[Box annotations for photos]
════════

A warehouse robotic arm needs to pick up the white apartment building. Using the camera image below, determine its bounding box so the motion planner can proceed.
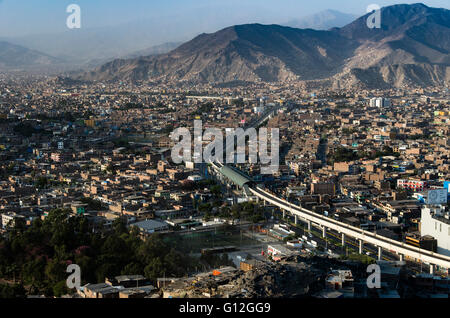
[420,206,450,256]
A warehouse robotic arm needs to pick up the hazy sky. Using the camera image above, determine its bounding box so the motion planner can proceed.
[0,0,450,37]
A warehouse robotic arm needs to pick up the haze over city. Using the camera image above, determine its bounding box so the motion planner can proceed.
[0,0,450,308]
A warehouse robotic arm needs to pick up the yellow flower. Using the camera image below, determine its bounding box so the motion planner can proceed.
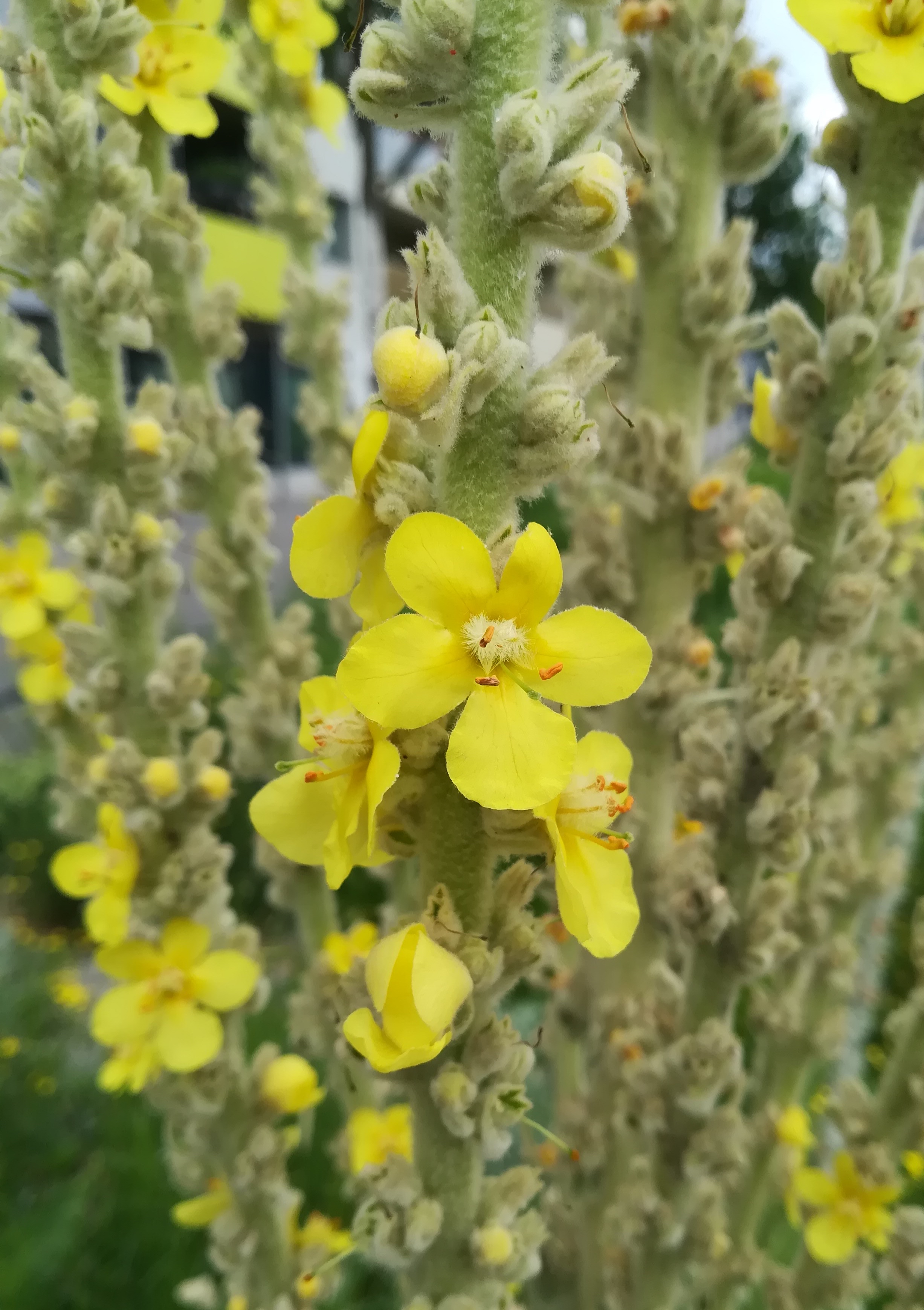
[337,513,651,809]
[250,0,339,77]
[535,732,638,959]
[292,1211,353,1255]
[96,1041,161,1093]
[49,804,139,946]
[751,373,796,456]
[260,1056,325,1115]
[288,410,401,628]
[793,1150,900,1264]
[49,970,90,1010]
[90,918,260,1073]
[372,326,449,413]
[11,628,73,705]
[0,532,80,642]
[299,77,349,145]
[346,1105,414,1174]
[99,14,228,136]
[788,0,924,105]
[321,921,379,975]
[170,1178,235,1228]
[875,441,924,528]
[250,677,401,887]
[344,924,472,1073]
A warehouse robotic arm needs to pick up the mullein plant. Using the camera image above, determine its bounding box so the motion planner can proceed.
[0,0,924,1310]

════════

DIRECTIONS FOR THIS TASK
Format all of the material above as a two-column CSV with the columns text and answer. Give one row for each piece of text and its answer, and put each field in quotes with line breaks turned into spaces. Leave the pictures out.

ANSWER FOR THE TASK
text,answer
"A warehouse robotic arm needs to pick up the white apartment building. Using the camera image below, determine its bounding box so the motion planner can proceed.","[420,206,450,256]"
"A warehouse robotic arm needs to pick up the hazy sky. Using the camera image above, determine its bounding box so the motion planner can proceed.","[0,0,450,37]"
"A warehouse robotic arm needs to pick up the haze over city. Using the camera image above, determine its bounding box so the motion planner can proceed.","[0,0,450,308]"
"A warehouse robotic arm needs to pick up the yellow flower. Using the camera image below, determine its bounding box so the motion planner can proceed.","[337,513,651,809] [250,0,339,77] [535,732,638,959] [292,1211,353,1255] [96,1041,161,1093] [49,804,139,946] [751,373,796,456] [260,1056,325,1115] [288,410,401,628] [793,1150,900,1264] [49,970,90,1010] [90,918,260,1073] [372,326,449,413] [11,628,73,705] [0,532,80,642] [299,77,349,145] [346,1105,414,1174] [99,14,228,136] [788,0,924,105] [321,921,379,975] [170,1178,235,1228] [875,441,924,528] [250,677,401,887] [344,924,472,1073]"
"A warehouse robotic arm needs to pick up the mullein plant. Using the camera image above, determine its bounding box so the motion planner can proceed.","[0,0,924,1310]"